[What you are asked to do] Look through the lines below and extract any with the word "steel".

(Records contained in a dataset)
+--

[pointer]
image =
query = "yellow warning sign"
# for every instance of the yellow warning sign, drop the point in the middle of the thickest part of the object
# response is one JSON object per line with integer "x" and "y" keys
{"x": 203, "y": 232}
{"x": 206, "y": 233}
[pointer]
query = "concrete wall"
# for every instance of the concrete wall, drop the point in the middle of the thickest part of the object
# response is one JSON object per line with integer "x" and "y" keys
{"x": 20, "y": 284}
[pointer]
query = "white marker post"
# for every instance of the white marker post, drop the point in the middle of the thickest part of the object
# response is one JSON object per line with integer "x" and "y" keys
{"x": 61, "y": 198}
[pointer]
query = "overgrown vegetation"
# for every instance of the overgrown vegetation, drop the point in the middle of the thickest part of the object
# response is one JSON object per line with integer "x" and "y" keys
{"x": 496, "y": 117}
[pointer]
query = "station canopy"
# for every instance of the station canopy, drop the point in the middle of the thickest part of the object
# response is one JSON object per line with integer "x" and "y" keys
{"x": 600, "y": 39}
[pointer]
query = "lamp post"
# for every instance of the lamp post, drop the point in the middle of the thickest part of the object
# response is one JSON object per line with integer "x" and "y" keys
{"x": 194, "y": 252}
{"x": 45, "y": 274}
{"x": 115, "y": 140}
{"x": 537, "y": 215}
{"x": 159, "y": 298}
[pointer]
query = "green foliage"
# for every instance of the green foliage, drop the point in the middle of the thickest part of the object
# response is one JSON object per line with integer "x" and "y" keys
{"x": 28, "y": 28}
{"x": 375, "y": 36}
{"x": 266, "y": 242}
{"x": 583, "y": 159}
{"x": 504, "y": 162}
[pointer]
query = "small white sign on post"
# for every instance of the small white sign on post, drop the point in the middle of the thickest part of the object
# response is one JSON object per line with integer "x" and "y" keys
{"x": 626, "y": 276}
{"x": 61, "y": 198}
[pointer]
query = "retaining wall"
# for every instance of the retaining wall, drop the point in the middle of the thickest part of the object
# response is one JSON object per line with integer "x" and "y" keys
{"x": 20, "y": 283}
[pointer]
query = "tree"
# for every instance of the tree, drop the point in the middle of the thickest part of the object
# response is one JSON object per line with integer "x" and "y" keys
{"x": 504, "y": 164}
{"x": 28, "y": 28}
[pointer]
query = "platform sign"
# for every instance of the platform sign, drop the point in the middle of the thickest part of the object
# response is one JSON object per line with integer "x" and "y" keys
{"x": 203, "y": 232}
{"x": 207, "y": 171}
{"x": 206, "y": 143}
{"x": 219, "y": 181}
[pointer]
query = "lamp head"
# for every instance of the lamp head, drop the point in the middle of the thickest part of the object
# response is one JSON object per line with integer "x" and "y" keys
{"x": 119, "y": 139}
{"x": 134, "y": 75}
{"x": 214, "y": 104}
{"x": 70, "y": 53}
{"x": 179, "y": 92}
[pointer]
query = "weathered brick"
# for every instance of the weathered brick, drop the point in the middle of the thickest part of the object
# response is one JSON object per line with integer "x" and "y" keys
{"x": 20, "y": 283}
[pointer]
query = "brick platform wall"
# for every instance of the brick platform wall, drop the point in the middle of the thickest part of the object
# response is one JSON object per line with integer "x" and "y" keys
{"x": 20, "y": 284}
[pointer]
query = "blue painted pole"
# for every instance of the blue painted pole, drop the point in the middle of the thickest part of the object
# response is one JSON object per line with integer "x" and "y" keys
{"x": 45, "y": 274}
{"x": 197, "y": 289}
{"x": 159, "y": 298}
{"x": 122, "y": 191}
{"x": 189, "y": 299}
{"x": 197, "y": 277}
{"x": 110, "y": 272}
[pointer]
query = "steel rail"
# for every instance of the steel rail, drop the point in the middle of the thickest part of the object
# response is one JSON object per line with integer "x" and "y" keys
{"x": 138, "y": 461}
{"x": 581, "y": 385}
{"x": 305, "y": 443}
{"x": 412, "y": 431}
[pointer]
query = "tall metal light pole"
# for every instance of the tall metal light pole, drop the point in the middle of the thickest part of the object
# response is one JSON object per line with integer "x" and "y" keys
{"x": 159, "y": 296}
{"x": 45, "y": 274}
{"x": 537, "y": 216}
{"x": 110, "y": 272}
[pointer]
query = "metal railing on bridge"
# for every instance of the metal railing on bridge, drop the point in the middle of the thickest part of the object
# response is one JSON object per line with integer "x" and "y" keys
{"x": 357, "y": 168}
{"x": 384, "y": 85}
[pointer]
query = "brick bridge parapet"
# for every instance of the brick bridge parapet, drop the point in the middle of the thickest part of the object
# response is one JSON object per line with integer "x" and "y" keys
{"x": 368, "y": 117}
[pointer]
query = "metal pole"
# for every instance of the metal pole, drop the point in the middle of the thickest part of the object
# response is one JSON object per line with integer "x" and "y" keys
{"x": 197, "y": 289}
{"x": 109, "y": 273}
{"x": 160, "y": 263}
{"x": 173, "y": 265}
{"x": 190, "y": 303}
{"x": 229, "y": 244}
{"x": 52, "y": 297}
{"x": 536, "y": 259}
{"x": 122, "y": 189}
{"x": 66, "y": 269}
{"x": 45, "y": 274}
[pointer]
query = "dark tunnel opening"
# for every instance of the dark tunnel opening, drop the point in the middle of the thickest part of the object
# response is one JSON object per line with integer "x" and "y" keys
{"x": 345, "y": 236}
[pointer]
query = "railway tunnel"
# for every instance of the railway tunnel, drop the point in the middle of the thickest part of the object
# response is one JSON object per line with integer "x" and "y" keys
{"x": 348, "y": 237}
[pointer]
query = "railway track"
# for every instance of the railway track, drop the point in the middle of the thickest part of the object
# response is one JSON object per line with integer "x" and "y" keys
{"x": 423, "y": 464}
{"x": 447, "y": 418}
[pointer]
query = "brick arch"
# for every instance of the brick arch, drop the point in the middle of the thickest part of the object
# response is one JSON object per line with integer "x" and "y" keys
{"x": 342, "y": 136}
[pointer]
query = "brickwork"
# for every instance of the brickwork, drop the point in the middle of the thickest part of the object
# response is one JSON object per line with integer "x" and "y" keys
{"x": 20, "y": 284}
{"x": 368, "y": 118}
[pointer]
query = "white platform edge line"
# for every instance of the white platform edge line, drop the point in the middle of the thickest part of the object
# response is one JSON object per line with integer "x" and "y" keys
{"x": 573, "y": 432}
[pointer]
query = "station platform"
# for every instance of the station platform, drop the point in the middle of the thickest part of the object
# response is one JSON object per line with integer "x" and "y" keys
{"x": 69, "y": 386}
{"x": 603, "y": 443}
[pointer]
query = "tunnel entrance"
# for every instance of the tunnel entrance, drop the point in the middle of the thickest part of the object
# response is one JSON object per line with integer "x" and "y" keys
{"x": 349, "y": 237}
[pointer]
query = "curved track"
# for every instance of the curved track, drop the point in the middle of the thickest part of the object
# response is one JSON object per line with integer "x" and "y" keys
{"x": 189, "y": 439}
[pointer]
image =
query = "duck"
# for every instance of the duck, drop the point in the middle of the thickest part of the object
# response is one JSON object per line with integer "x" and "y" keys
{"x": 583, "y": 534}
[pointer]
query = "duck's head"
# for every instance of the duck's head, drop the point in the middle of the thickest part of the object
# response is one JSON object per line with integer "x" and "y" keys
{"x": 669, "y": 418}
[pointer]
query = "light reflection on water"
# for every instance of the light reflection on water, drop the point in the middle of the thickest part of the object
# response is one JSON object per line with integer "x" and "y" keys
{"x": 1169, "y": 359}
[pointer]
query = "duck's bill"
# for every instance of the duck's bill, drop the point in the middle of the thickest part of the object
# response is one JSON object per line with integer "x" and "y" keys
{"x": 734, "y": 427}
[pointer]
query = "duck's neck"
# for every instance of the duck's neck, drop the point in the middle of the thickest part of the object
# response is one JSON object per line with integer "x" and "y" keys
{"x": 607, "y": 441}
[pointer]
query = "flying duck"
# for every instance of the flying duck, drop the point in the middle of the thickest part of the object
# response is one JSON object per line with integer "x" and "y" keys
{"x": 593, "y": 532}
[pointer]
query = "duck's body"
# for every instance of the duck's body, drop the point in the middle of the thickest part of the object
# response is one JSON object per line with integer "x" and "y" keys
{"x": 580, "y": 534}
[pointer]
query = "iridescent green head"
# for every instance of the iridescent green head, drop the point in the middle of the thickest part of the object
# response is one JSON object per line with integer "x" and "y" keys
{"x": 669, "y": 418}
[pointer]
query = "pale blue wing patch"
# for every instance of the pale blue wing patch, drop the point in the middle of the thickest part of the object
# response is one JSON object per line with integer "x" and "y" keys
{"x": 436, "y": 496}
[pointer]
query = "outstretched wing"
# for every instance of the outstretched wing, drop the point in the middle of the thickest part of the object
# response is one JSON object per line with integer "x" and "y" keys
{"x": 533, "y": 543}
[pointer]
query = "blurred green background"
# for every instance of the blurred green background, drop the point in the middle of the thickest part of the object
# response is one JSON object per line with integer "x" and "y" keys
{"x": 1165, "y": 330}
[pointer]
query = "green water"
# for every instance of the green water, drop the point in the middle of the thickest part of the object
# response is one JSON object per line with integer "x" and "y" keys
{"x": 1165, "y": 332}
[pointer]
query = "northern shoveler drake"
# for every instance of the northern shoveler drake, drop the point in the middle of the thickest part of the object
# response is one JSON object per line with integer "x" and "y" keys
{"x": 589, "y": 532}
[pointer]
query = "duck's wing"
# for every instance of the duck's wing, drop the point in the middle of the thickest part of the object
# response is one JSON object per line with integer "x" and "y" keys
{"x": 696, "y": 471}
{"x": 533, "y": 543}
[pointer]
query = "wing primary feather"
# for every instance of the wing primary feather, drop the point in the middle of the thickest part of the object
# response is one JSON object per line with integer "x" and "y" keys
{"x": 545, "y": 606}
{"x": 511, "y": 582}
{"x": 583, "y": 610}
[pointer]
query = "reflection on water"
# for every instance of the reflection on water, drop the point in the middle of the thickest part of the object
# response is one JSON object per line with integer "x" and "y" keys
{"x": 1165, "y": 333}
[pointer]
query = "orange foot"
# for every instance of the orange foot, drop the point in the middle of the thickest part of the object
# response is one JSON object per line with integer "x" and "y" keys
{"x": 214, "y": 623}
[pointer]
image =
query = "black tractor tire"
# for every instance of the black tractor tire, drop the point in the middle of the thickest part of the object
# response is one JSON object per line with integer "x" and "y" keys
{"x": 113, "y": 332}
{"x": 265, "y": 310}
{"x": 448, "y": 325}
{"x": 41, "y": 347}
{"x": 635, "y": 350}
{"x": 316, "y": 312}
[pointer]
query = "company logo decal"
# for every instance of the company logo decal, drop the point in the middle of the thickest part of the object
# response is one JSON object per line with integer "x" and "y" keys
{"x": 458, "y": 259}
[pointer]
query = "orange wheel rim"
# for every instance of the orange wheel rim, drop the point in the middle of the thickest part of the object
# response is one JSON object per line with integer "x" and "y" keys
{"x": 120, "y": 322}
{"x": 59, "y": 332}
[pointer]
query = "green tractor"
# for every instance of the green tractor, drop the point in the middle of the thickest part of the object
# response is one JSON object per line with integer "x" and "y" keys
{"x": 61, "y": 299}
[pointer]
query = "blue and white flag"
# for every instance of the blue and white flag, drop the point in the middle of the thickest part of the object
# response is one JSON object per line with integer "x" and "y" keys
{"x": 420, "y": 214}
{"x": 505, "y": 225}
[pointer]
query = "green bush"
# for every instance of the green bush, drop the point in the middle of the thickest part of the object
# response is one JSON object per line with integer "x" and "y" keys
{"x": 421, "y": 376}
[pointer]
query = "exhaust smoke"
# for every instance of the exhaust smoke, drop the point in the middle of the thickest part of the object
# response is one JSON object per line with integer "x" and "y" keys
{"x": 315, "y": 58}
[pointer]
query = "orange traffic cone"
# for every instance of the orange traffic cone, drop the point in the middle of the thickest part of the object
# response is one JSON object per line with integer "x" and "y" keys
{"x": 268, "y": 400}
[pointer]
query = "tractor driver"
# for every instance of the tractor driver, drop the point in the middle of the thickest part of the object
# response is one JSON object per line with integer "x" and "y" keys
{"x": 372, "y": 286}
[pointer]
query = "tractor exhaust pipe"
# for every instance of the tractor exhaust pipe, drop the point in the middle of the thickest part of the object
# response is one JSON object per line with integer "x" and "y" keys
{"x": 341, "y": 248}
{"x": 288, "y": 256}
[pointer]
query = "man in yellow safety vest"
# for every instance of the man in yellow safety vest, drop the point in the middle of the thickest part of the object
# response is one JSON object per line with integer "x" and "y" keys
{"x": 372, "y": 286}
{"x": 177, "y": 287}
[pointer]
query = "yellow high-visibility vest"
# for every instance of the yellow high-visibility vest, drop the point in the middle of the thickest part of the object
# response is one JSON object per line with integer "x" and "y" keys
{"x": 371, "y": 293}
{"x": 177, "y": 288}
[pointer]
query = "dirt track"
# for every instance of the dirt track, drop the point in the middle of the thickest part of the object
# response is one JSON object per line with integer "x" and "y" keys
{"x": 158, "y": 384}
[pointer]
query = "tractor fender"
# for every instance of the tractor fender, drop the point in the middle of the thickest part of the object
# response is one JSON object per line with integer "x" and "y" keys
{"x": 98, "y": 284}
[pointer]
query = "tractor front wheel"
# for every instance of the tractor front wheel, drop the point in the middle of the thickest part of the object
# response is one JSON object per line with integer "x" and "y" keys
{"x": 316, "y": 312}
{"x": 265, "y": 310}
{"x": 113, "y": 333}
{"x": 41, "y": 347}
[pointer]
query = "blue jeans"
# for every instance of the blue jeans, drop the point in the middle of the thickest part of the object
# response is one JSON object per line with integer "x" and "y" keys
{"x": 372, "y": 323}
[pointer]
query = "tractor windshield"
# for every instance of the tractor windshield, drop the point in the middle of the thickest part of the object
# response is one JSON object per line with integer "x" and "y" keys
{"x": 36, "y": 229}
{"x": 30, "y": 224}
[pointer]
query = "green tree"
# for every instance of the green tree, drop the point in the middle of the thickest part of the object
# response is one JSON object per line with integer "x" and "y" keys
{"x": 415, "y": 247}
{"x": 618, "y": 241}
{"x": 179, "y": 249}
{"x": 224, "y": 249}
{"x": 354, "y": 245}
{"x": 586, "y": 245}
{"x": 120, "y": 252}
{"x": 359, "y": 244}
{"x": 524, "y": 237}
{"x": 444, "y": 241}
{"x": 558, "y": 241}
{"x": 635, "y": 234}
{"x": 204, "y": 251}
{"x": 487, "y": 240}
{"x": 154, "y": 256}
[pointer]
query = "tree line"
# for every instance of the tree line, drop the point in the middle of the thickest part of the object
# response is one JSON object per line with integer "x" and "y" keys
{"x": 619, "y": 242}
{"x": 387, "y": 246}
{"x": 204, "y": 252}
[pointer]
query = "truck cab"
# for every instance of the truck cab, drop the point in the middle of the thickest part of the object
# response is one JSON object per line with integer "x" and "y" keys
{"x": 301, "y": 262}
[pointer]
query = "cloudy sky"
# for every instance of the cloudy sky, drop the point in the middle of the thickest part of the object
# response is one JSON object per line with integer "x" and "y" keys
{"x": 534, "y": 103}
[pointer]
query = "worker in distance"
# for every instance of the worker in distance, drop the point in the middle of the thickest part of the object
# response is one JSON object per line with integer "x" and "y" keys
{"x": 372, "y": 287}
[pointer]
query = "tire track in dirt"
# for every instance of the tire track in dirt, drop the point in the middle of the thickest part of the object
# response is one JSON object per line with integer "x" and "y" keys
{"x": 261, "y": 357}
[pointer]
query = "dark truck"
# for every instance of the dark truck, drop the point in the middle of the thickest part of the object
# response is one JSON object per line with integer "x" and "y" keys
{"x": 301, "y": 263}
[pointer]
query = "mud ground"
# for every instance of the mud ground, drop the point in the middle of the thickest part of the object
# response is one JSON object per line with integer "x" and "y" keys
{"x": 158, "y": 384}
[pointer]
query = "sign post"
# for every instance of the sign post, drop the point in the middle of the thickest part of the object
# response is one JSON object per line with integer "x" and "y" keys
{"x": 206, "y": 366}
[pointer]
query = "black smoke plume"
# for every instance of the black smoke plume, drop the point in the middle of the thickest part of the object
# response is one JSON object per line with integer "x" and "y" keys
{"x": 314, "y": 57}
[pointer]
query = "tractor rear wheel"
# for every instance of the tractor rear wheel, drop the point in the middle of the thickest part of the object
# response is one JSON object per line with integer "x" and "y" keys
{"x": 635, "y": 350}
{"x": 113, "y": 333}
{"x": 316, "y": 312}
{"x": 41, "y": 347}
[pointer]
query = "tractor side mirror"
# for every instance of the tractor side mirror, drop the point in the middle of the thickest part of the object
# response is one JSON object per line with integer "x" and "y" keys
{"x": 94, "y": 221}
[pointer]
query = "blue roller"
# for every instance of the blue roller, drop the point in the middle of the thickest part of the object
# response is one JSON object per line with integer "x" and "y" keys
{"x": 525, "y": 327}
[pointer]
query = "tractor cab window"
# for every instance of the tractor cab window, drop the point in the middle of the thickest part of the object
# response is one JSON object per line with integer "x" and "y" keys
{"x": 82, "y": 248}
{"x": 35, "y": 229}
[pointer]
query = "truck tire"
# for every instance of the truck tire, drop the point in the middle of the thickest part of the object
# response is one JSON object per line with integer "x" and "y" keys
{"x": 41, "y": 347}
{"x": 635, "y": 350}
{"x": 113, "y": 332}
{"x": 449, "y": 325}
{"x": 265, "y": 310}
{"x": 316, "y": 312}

+--

[Output for this exercise]
query = "steel rail"
# for every instance of the steel rail, drop the point in the middle of the thickest part of the object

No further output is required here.